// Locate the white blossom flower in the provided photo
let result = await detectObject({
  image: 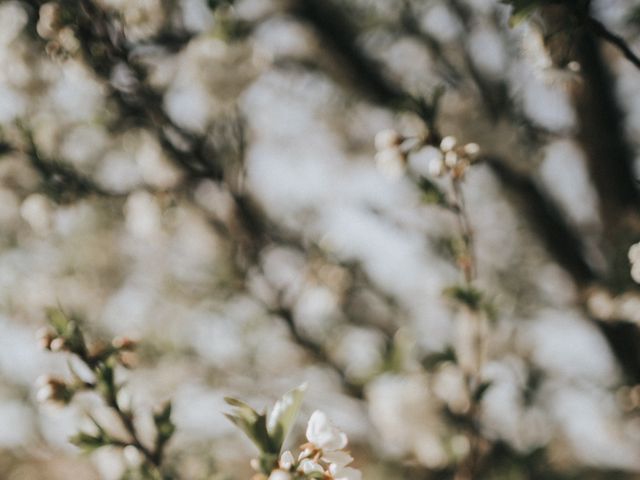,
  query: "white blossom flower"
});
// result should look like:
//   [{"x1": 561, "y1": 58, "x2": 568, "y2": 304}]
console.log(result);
[
  {"x1": 440, "y1": 135, "x2": 458, "y2": 152},
  {"x1": 629, "y1": 242, "x2": 640, "y2": 283},
  {"x1": 374, "y1": 129, "x2": 402, "y2": 152},
  {"x1": 278, "y1": 450, "x2": 296, "y2": 470},
  {"x1": 375, "y1": 147, "x2": 407, "y2": 178},
  {"x1": 307, "y1": 410, "x2": 347, "y2": 451},
  {"x1": 269, "y1": 469, "x2": 291, "y2": 480},
  {"x1": 329, "y1": 464, "x2": 362, "y2": 480},
  {"x1": 300, "y1": 459, "x2": 325, "y2": 475}
]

——

**AIM OF THE TASK:** Count the lines in the entries above that contain the string "result". Reply with the number alone.

**CORRECT RESPONSE:** 3